_Exercise instructions_
According to the opening post of the snowblower thread below, how long has the poster's father owned his Craftsman snowblower?

_Extract to read_
# Snowblowers...whatcha got?



## 94NDTA (May 28, 2005)

Well, bought my first house this year, and am in the market for a snowblower. I don't have a large driveway, or a lot sidewalk. I have been looking at a couple craftsman snowblowers. My father has had one for 25 years that still runs great, so I don't really have any reason not to get craftsman. Just seeing what else is out there, and what other people are using.


----------



## hunt4P&amp;Y (Sep 23, 2004)

Really depends on your budget... For 90% of the people a paddle blower.... aka one that has the rubber, or plastic paddles that drive it when you tip it up. They work great... dig down to the concrete small light and fairly priced. Even in a blizzard you can break the drifts and blow it with one. In one of these I would go with a toro. The new 6.5 hp 4 stroke is great. I think around $650 or so.

As for a large blower I would go with an Arien's or a toro. Arien's are going to be spendy but work great. I know there has been a few years where MTD built them... but for many they built for JD and now just for themselves. My guess there on a 12 HP or bigger is going to be around $1200 or so.

Or you could just have me do it for $900 a season! :beer:


----------



## Guest (Dec 4, 2009)

JD's are built at the Snapper MFR site in Georgia. The Simplicity,Snapper, and JD are all very simular and come off the same assembly line. The Simplicity units have the most options and are built the best in the higher end units. I prefer having a metal chute and the least amount of plastic as possible.....when it's -20 or so plastic doesn't fair too well!


----------



## wurgs (Mar 3, 2008)

I don't think you can go wrong with a craftsman, I've had a mower for 10 years and haven't spent a penny on it besides a yearly tuneup. Would expect the snowblower to be the same. I own a MTD and have had it for 12 years with no issues. I wouldn't waste the money on the paddle type, at least not up north here. Even with my 8hp motor the blower really works when it goes through a foot or more of snow. My dad has had his John Deere for over 20 years and still starts and runs great. I think if you stay with any of the main manufacturers you'll be ok.


----------



## Nodak_Norsk (Aug 5, 2007)

Hey! Heard about your cars...that sucks. Was it the Trans Am?

My dad has had a big gas-powered Toro for 25+ years and it runs like new.

He also bought a small electric Toro about 10 years ago, and that also works great!

_Supplied data_
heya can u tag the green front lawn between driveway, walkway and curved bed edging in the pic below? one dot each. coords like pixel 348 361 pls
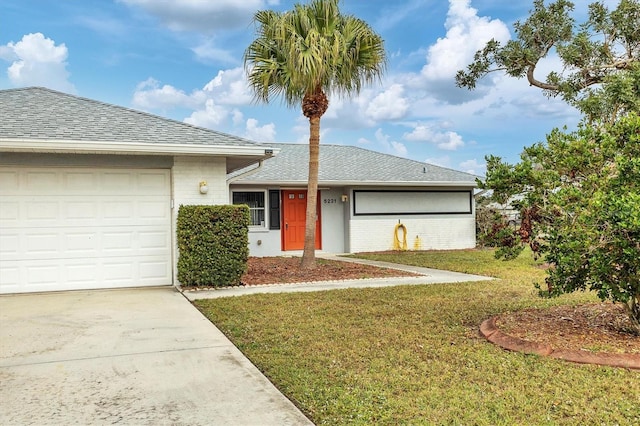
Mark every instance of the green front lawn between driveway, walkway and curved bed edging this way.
pixel 412 354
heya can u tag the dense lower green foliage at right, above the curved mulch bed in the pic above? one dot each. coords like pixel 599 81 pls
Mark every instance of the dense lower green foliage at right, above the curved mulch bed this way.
pixel 580 209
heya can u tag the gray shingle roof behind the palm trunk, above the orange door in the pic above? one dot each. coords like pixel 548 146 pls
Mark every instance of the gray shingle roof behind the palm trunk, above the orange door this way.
pixel 341 164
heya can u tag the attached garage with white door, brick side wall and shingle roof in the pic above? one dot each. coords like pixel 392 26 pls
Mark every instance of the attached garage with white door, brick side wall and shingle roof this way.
pixel 89 192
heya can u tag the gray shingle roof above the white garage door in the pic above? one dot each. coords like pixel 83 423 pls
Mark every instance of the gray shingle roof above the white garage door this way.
pixel 37 113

_Written solution_
25 years.